• _Written problem_
You are to retype all of the data exactly as it appears.

═════ Supplied data

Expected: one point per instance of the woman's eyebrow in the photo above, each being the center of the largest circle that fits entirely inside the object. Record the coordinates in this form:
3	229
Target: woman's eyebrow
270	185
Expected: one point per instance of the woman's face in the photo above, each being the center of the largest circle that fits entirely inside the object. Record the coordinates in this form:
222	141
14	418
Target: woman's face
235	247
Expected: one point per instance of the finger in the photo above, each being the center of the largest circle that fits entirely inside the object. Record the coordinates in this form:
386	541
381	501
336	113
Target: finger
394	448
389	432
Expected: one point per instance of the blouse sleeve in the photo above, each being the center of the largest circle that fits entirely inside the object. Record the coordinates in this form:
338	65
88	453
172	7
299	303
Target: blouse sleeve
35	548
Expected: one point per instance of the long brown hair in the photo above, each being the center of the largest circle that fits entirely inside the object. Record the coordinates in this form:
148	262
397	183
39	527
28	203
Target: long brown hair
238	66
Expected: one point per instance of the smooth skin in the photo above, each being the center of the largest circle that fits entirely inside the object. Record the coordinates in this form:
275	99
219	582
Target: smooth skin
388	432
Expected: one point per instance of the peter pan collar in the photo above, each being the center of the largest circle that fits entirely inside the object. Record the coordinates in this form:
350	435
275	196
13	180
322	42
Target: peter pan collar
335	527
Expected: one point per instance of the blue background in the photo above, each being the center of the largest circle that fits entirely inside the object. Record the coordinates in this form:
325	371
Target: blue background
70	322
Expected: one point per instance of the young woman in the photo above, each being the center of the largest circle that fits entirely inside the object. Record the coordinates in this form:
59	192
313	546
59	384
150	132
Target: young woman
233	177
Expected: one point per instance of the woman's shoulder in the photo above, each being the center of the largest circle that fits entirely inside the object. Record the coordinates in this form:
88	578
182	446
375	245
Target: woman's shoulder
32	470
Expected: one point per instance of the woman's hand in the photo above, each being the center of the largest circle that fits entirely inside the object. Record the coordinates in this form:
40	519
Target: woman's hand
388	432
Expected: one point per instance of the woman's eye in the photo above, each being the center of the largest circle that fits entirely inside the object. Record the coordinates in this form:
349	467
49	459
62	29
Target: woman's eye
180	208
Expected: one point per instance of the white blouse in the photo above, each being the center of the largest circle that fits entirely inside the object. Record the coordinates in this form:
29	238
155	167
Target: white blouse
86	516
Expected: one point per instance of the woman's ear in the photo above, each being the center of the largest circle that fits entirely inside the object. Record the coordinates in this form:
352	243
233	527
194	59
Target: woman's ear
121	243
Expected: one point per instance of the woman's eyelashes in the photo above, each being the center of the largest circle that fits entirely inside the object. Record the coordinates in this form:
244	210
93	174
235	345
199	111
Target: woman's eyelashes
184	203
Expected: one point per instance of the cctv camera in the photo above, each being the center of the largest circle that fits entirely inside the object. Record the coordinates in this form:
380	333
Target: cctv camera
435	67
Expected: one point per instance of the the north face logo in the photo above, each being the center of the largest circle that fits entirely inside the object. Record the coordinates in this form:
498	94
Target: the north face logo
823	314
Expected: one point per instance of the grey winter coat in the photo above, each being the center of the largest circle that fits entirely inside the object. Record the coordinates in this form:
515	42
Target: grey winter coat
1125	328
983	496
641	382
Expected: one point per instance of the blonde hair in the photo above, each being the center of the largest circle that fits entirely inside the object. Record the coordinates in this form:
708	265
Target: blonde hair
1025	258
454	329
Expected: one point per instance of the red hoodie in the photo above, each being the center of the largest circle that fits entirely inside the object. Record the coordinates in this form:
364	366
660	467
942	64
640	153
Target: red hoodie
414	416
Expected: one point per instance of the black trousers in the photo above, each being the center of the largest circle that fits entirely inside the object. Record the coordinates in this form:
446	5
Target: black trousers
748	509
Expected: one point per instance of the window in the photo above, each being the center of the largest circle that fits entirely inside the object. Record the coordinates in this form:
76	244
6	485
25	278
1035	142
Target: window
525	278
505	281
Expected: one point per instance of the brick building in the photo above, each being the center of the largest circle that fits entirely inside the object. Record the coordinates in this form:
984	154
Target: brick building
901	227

══════════

• _Exercise solution_
Expected: one point per instance of the woman's eyebrow in the photo above, each being the center of the largest circle that fits entirely inside the object. Record the coordinates in this form:
3	229
Target: woman's eyebrow
270	185
Expected: one point per instance of the woman's face in the photo above, each being the center of the largest circle that fits entirely inside the object. Record the coordinates in this form:
222	141
14	418
Target: woman's face
235	247
Expected: one point per instance of the finger in the photo above, each being the center of the largest circle that fits entirely inside the object. Record the coordinates in this form:
386	541
381	501
336	113
Target: finger
394	448
389	432
Expected: one point per instance of the blouse sleeve in the photo above, each being the center of the largest circle that fits entirely inside the object. Record the coordinates in this form:
338	65
88	453
172	7
299	303
Target: blouse sleeve
35	548
Expected: one point per instance of the long brown hair in the photo above, each being the center of the largest circle that fits entirely inside the object. Record the coordinates in this form:
148	262
397	183
39	527
28	203
Target: long brown hair
238	66
Expected: one point per instance of the smooth skin in the photo above, each being the center of the largest circle that fits entirely inside the object. Record the coordinates in this form:
275	99
219	582
Target: smooth skin
388	432
Expected: one point per instance of the peter pan collar in the photo above, each being the center of the largest circle that fits entirely inside the object. Record the coordinates in this form:
350	435
275	196
13	180
322	42
Target: peter pan collar
335	527
Expected: one point per instance of the blue background in the photo above, each being the center of the largest circle that fits entirely inside the object. Record the coordinates in this form:
325	371
Target: blue background
70	322
Expected: one point per instance of the young woman in the photo above, each being the center of the largest circle that fits entirely inside the object. Record the coordinates in this form:
59	192
313	546
59	384
150	132
Target: young woman
233	177
Expected: one point per instance of the woman's shoulder in the photo above, each being the center of the largest circle that fits entirely inside the object. Record the coordinates in this form:
88	578
182	446
375	245
Target: woman's shoulder
32	470
Expected: one point per instance of the woman's hand in the photo above, each being the center of the largest circle that fits entirely inside the object. Record the coordinates in this form:
40	519
Target: woman's hand
388	432
Expected: one point per instance of the woman's eye in the photo above, each being the center of the largest circle that fits entirely inside the object. Record the coordinates in this form:
349	467
49	459
62	29
Target: woman's eye
180	208
Expected: one point per instance of the white blouse in the photo above, each being the center of the largest circle that fits entirely inside the object. Record the coordinates in this form:
29	238
155	167
Target: white blouse
86	516
Expected: one point per instance of the woman's ear in the photo above, each being the center of the largest circle that fits entirely inside the object. Record the coordinates in this form:
352	243
233	527
194	59
Target: woman's ear
121	243
Expected: one point per instance of the woman's eyelashes in the photo above, each being the center of the largest circle that fits entirely inside the object. Record the coordinates in this form:
244	210
93	174
235	345
199	111
Target: woman's eyelashes
184	203
Expected: one point per instance of the cctv camera in the photo above, each being the center of the largest circle that fits entirely inside the object. Record the coordinates in this form:
380	333
Target: cctv camera
435	67
Expected: one point per instance of the the north face logo in the photo above, each being the center of the largest circle that fits entirely inside the object. Record the coordinates in this form:
498	94
Target: the north face logo
823	314
Expected: one point per instance of the grey winter coat in the photo above, each being the center of the largest circle that fits entirely inside the object. Record the coordinates in this form:
515	42
Target: grey winter coat
1125	328
983	496
641	382
Expected: one point per instance of the blonde hair in the photo above, each being the center of the largest circle that fits entirely inside the object. Record the coordinates in this form:
708	265
Target: blonde hair
1025	258
454	329
Expected: one point per instance of the red hoodie in the photo above, each being the center of the largest circle that fits entirely inside the object. Record the coordinates in this form:
364	366
660	467
942	64
640	153
Target: red hoodie
414	416
Expected: one point per instance of the black trousers in the photo above, each being the center of the largest circle that fits entirely inside the object. Record the coordinates in this form:
446	5
Target: black trousers
748	509
Expected: one point per instance of the window in the photo above, each being the center of the largest circle that fits entirely inside the object. Record the coordinates in this form:
76	244
6	485
25	278
1035	142
Target: window
525	278
505	281
Expected: one point per instance of the brick building in the photo above, each being the center of the largest circle that fits entirely inside the object. Record the coordinates in this form:
984	154
Target: brick building
901	227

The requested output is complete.